/ Statewide Testing: Problem or Solution for Failing Schools?


Standardized and criterion-referenced statewide testing now plays an enormous role in U.S. education today. This article looks at what has become a social frenzy, distorted perceptions about the role of testing and what it can tell us about how well we are meeting the overall needs of families and children in the many communities of America It offers suggestions for a more reasonable testing and evaluation scenario, including the principles set forth for useful assessment by the National Association for the Education of Young Children (NAEYC).

Key Words: testing, assessment, failing schools

    1. Anne K. Soderman is Professor and Acting Chair, Department of Family and Child Ecology, Michigan State University, East Lansing, Michigan, 48824.return to text

    Nine-year-old Lamont is taking the state's 4th grade reading test, and it's clear that he's having trouble. With his head bobbing and nose pointing to each word in the passage, he scans back and forth, whispering aloud each of the words. When finished, he moves on to the questions. Slumping down in his chair after a brief time, he throws his pencil down on the test booklet and folds his arms, a defiant look on his face. Only two answers have been bubbled in, but he's had enough.

    Lamont's discomfort is matched by his teacher's. Watching the stress he and several of the other children are experiencing, she is upset about having to put them in a situation she knows is frustrating for them. However, she is also angry that she will be held responsible for their failure to perform satisfactorily.

    Currently, 38 states reward or sanction schools on the basis of children's performance on state-developed assessments, with sanctions including written warnings, threatened intervention, removal of administrators, funding penalties, and even complete takeovers. By April, 2001, more than 800 of Michigan's 3,128 public schools were deemed at risk of losing accreditation and state take-over if fewer than 25 percent of its students meet state standards on the Michigan Educational Assessment Program (MEAP) tests. Trophies are awarded to top performing schools, and high school students doing well are awarded $2,500 scholarships to college (Johnson, 2001).

- [Task objective]:
Can you reproduce the statewide testing article verbatim, from "Nine-year-old Lamont is" up to and including "he's had enough."?

- [Data section]:

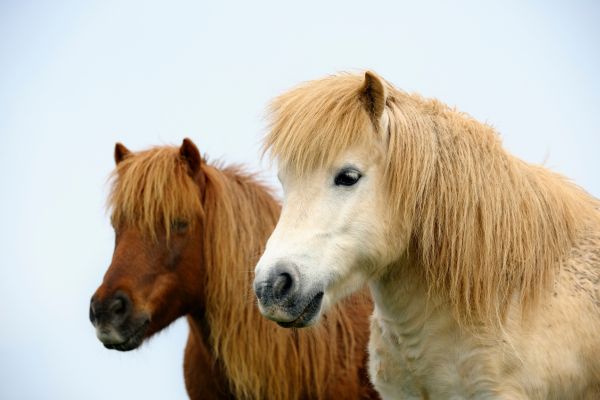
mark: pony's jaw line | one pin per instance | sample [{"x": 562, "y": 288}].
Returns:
[{"x": 322, "y": 230}]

- [Written reply]:
Nine-year-old Lamont is taking the state's 4th grade reading test, and it's clear that he's having trouble. With his head bobbing and nose pointing to each word in the passage, he scans back and forth, whispering aloud each of the words. When finished, he moves on to the questions. Slumping down in his chair after a brief time, he throws his pencil down on the test booklet and folds his arms, a defiant look on his face. Only two answers have been bubbled in, but he's had enough.